Short problem: Render every line of the rows below as a JSON list of strings, one string per line and with blank lines omitted. Leave the pictures out of the list.

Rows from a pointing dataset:
──────────────────────────────
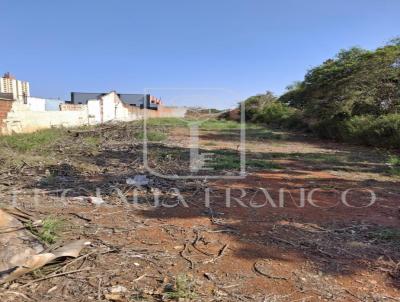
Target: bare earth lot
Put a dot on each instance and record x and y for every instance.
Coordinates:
(325, 251)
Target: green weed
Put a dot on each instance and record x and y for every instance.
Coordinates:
(31, 141)
(49, 231)
(182, 289)
(152, 136)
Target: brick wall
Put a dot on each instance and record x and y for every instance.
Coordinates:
(72, 107)
(5, 108)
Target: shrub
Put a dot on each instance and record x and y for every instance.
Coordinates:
(382, 131)
(280, 115)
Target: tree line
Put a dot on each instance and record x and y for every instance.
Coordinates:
(353, 97)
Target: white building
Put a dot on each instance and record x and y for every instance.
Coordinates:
(19, 89)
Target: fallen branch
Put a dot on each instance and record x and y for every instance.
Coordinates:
(220, 254)
(256, 269)
(185, 257)
(55, 276)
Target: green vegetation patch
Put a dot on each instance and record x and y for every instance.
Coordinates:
(182, 289)
(49, 231)
(31, 141)
(152, 136)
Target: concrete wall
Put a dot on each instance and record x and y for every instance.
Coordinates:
(36, 104)
(19, 117)
(5, 108)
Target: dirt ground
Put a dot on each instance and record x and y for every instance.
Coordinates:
(186, 249)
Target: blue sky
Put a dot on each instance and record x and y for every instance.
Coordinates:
(246, 47)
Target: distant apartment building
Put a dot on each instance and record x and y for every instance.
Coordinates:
(18, 89)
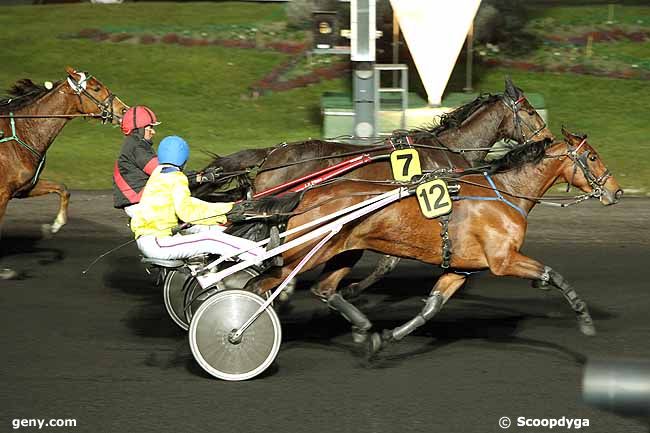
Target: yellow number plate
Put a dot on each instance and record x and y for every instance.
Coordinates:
(405, 164)
(434, 198)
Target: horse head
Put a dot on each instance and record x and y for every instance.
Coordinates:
(524, 124)
(94, 97)
(584, 169)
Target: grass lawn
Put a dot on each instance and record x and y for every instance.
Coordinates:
(201, 93)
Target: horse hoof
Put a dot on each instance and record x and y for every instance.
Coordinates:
(350, 292)
(542, 285)
(8, 274)
(587, 328)
(47, 230)
(374, 344)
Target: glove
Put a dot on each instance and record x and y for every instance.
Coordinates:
(208, 175)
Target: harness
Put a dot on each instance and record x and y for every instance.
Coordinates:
(79, 87)
(14, 137)
(498, 197)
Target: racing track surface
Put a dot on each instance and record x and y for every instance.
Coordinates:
(101, 348)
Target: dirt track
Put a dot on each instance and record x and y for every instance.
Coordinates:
(102, 350)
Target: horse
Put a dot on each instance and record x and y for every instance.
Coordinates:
(462, 139)
(30, 120)
(486, 230)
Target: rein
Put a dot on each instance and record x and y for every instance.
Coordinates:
(46, 116)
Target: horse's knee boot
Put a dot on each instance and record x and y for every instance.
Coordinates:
(431, 307)
(359, 321)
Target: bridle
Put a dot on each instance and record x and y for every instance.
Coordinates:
(518, 121)
(106, 106)
(596, 183)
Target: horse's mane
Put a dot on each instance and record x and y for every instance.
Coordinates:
(240, 160)
(532, 152)
(21, 94)
(456, 117)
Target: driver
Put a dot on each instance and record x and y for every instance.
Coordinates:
(166, 201)
(138, 160)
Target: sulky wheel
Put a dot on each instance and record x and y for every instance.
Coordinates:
(180, 288)
(213, 324)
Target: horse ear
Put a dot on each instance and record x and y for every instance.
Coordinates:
(511, 90)
(567, 134)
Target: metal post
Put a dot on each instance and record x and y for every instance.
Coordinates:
(470, 59)
(363, 57)
(395, 47)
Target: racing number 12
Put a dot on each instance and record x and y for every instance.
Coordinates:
(434, 192)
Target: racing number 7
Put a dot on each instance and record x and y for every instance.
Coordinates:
(408, 157)
(405, 164)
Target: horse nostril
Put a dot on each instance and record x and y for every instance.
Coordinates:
(618, 194)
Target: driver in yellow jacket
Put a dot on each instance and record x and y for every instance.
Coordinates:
(166, 201)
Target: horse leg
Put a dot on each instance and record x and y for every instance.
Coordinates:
(336, 269)
(444, 289)
(385, 265)
(43, 187)
(5, 273)
(327, 282)
(518, 265)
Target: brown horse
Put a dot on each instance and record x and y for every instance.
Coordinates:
(486, 232)
(31, 119)
(461, 140)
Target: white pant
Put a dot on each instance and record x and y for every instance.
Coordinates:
(203, 239)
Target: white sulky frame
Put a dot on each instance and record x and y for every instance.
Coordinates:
(337, 221)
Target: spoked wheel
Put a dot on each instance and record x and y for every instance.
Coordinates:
(213, 324)
(181, 288)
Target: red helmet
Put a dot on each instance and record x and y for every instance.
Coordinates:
(138, 117)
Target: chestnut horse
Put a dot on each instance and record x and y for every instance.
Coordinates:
(486, 229)
(31, 119)
(461, 140)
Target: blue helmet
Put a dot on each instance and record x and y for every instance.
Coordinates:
(173, 150)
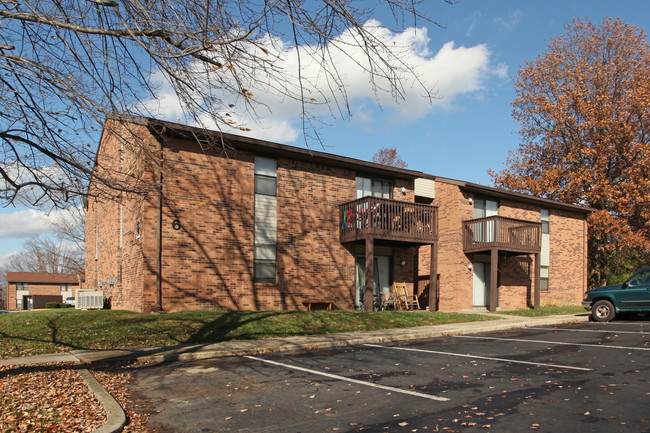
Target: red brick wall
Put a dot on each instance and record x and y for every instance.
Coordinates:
(455, 284)
(567, 269)
(113, 248)
(208, 261)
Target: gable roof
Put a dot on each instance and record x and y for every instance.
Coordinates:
──────────────────────────────
Exercise output:
[
  "Target: bare earth lot",
  "Put a dot on each instance and record x and y for every instance.",
  "Coordinates:",
  "(325, 251)",
  "Target: green weed",
  "Put a dot on each instance and record x and y for every instance.",
  "Coordinates:",
  "(31, 141)",
  "(49, 231)",
  "(182, 289)",
  "(152, 136)",
  "Target: brick wall",
  "Put a dot on each instance and record x and y for every instance.",
  "Coordinates:",
  "(72, 107)",
  "(5, 108)",
  "Target: shrub",
  "Put a dot on each instance and record x and y for every instance.",
  "Coordinates:",
  "(382, 131)",
  "(280, 115)",
  "Target: tree line",
  "Put a dot on each instance and record x and y for every instance.",
  "Coordinates:",
  "(353, 97)",
  "Target: white building",
  "Put a dot on each instance and record x and y for every instance.",
  "Coordinates:",
  "(19, 89)",
  "Target: fallen branch",
  "Put a dot on each instance and record x and y for every instance.",
  "Coordinates:",
  "(220, 254)",
  "(256, 269)",
  "(185, 257)",
  "(55, 276)",
  "Target: green vegetation patch",
  "Put a dot on each instance and record x and y for every instance.",
  "Coordinates:",
  "(182, 289)",
  "(49, 231)",
  "(31, 141)",
  "(152, 136)",
  "Target: concrete wall",
  "Put a dot on each instance and record x and y for every instance.",
  "Coordinates:",
  "(36, 104)",
  "(19, 117)",
  "(5, 108)",
  "Target: dirt ground",
  "Put a dot on each instance and record x and y for every instance.",
  "Coordinates:",
  "(186, 249)",
  "Target: blue sky",
  "Put a dot on each instance and record x and y for every instance.",
  "Coordinates:",
  "(246, 47)",
  "Target: distant apartment building",
  "Put a dot on each instance and record x and y for every instance.",
  "Coordinates:",
  "(18, 89)",
  "Target: yellow number plate",
  "Put a dot on each instance and record x and y for every instance.",
  "Coordinates:",
  "(405, 164)",
  "(434, 198)",
  "Target: horse head",
  "Put a dot on each instance and record x and y for every instance.",
  "Coordinates:",
  "(524, 124)",
  "(94, 97)",
  "(584, 169)",
  "Target: grass lawn",
  "Put a dot on each instance and record x and y for every instance.",
  "Coordinates:",
  "(201, 93)",
  "Target: horse hoof",
  "Put a dot on each instance and record x and y for every instance.",
  "Coordinates:",
  "(350, 292)",
  "(542, 285)",
  "(8, 274)",
  "(587, 328)",
  "(47, 230)",
  "(374, 344)",
  "Target: glove",
  "Put a dot on each instance and record x and y for every instance.",
  "Coordinates:",
  "(208, 175)",
  "Target: harness",
  "Put a dot on each instance and record x and y for every instance.",
  "Coordinates:",
  "(79, 87)",
  "(14, 137)",
  "(498, 197)",
  "Target: racing track surface",
  "Put a dot on each instance and record x and y for every instance.",
  "Coordinates:",
  "(101, 348)",
  "Target: dirt track",
  "Put a dot on each instance and record x and y for every instance.",
  "Coordinates:",
  "(102, 350)",
  "Target: horse",
  "Put a dot on each instance and record x and y for every instance.",
  "Coordinates:",
  "(462, 139)",
  "(30, 120)",
  "(486, 230)",
  "Target: rein",
  "Put a dot on each instance and record x and y for every instance.",
  "Coordinates:",
  "(46, 116)",
  "Target: horse's knee boot",
  "Put a dot on each instance and record x and y for every instance.",
  "Coordinates:",
  "(431, 307)",
  "(359, 321)",
  "Target: bridle",
  "Put a dot on each instance and record x and y for every instance.",
  "Coordinates:",
  "(518, 121)",
  "(106, 106)",
  "(596, 183)",
  "Target: horse's mane",
  "Put a dot on each instance and record x and y for every instance.",
  "Coordinates:",
  "(240, 160)",
  "(532, 152)",
  "(21, 94)",
  "(456, 117)",
  "Target: driver",
  "Put a dot on each instance and record x and y for every instance.",
  "Coordinates:",
  "(166, 201)",
  "(138, 160)",
  "Target: sulky wheel",
  "Put a dot on each instance and record x and y for every instance.",
  "Coordinates:",
  "(180, 288)",
  "(213, 324)",
  "Target: horse ear",
  "Put a dot on each instance and record x and y for every instance.",
  "Coordinates:",
  "(511, 90)",
  "(567, 134)",
  "Target: metal post",
  "Put a dot on each instance and record x and y for every instance.",
  "Coordinates:",
  "(470, 59)",
  "(363, 57)",
  "(395, 47)",
  "Target: racing number 12",
  "Put a dot on each instance and record x and y for every instance.",
  "Coordinates:",
  "(434, 192)",
  "Target: racing number 7",
  "Put a dot on each instance and record x and y for every instance.",
  "Coordinates:",
  "(408, 157)",
  "(405, 164)",
  "Target: horse nostril",
  "Put a dot on each instance and record x and y for every instance.",
  "Coordinates:",
  "(618, 194)",
  "Target: driver in yellow jacket",
  "Put a dot on each instance and record x and y for every instance.",
  "Coordinates:",
  "(166, 201)",
  "Target: horse leg",
  "Put a dot on each instance and record x and y for every instance.",
  "Coordinates:",
  "(336, 269)",
  "(444, 289)",
  "(385, 265)",
  "(43, 187)",
  "(5, 273)",
  "(327, 282)",
  "(518, 265)",
  "Target: brown horse",
  "Put a dot on each instance and record x and y for every instance.",
  "Coordinates:",
  "(486, 232)",
  "(31, 119)",
  "(461, 140)",
  "Target: white pant",
  "Put a dot on each instance and record x and y for every instance.",
  "Coordinates:",
  "(203, 239)",
  "Target: white sulky frame",
  "Put a dot on each instance and record x and y for every instance.",
  "Coordinates:",
  "(337, 221)",
  "Target: spoked wheel",
  "Put a dot on each instance and record x and y for every instance.",
  "Coordinates:",
  "(213, 324)",
  "(181, 288)",
  "Target: red helmet",
  "Put a dot on each instance and record x and y for every instance.",
  "Coordinates:",
  "(138, 117)",
  "Target: chestnut horse",
  "Put a dot on each instance and record x and y for every instance.",
  "Coordinates:",
  "(486, 229)",
  "(31, 119)",
  "(461, 140)",
  "Target: blue helmet",
  "Put a dot on each instance and record x and y for every instance.",
  "Coordinates:",
  "(173, 150)",
  "Target: red brick wall",
  "Put a dot on each instance and record x and y for every instance.",
  "Coordinates:",
  "(455, 284)",
  "(567, 269)",
  "(113, 248)",
  "(208, 261)",
  "Target: gable roof",
  "Put a dot on each instance and record x and y for every instance.",
  "Coordinates:"
]